Goal of the exercise :: Format every line of the records below as a JSON list of strings, one string per line, with blank lines left out. Leave the pictures out of the answer.

Recorded information ::
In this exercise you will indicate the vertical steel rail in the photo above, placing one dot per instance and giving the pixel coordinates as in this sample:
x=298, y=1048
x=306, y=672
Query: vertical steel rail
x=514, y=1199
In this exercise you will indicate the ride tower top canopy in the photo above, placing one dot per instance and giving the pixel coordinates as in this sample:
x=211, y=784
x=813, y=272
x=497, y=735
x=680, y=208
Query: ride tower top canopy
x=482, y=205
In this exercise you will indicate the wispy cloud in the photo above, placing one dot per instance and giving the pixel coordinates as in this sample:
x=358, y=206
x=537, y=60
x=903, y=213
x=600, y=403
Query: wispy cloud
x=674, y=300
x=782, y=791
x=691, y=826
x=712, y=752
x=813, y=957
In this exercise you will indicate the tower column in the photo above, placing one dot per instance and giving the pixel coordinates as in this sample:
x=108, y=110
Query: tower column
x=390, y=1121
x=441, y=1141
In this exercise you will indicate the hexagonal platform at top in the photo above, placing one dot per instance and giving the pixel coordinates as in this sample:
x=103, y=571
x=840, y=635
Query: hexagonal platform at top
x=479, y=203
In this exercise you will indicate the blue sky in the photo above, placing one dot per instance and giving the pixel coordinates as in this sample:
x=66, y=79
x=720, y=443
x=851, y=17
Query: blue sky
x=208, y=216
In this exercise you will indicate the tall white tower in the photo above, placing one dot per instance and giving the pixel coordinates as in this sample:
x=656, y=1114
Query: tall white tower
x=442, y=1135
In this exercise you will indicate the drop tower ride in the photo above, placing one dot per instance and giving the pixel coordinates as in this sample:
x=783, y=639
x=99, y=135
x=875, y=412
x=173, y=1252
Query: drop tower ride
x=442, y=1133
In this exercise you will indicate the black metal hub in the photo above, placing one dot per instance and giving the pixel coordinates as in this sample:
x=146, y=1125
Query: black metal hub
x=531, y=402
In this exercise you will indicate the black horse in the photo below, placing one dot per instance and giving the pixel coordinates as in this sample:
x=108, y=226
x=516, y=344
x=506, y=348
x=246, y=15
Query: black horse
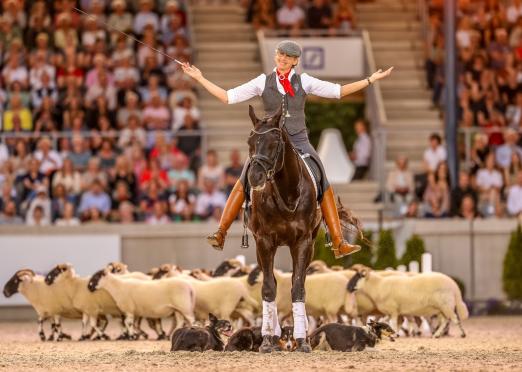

Final answer ::
[
  "In this exercise you will indicate the vertical steel rail in the photo above, placing one dot per instance and giving the pixel coordinates as in this sample:",
  "x=298, y=1048",
  "x=306, y=672",
  "Query: vertical steel rail",
  "x=514, y=1199",
  "In this exercise you will indicate the ride tower top canopy in the photo above, placing one dot per instance and giving the pixel coordinates as in this sample:",
  "x=211, y=784",
  "x=813, y=272",
  "x=497, y=735",
  "x=680, y=208",
  "Query: ride tower top canopy",
  "x=482, y=205",
  "In this exercise you will indicate the wispy cloud in the photo above, placing one dot per instance and giving the pixel coordinates as in this sample:",
  "x=358, y=206",
  "x=537, y=60",
  "x=903, y=213",
  "x=600, y=403",
  "Query: wispy cloud",
  "x=674, y=300",
  "x=782, y=791",
  "x=691, y=826",
  "x=712, y=752",
  "x=813, y=957",
  "In this exercise you will indicate the tower column in the photo above, placing one dot per instance and giving the pixel coordinates as in this sample:",
  "x=108, y=110",
  "Query: tower column",
  "x=390, y=1121",
  "x=441, y=1141",
  "In this exercise you will indicate the hexagonal platform at top in the photo above, placing one dot per instance and giving the pixel coordinates as in this sample:",
  "x=103, y=571",
  "x=840, y=635",
  "Query: hexagonal platform at top",
  "x=479, y=203",
  "In this exercise you will indicate the blue sky in the photo above, placing one dot per instance and giving the pixel coordinates as in this sample:",
  "x=66, y=79",
  "x=720, y=443",
  "x=851, y=17",
  "Query: blue sky",
  "x=208, y=216",
  "In this exercise you will indicate the tall white tower in the photo above, placing one dot per instance and giving the pixel coordinates as in this sample:",
  "x=656, y=1114",
  "Query: tall white tower",
  "x=442, y=1135",
  "In this exercise you will indicate the drop tower ride in the photo above, placing one dot per instance and giving the pixel coordinates as in this sample:",
  "x=783, y=639",
  "x=99, y=135",
  "x=875, y=412",
  "x=173, y=1252",
  "Query: drop tower ride",
  "x=442, y=1133",
  "In this exercise you will indicate the black metal hub in the photo above, placing one dot per instance and giving the pixel coordinates as in this sample:",
  "x=146, y=1125",
  "Query: black metal hub",
  "x=531, y=402",
  "In this exercise you will indicate the black horse in the photo below, placing one dot per instance and giving the pixel coordinates as in this sample:",
  "x=108, y=226",
  "x=516, y=344",
  "x=506, y=348",
  "x=246, y=15",
  "Query: black horse"
]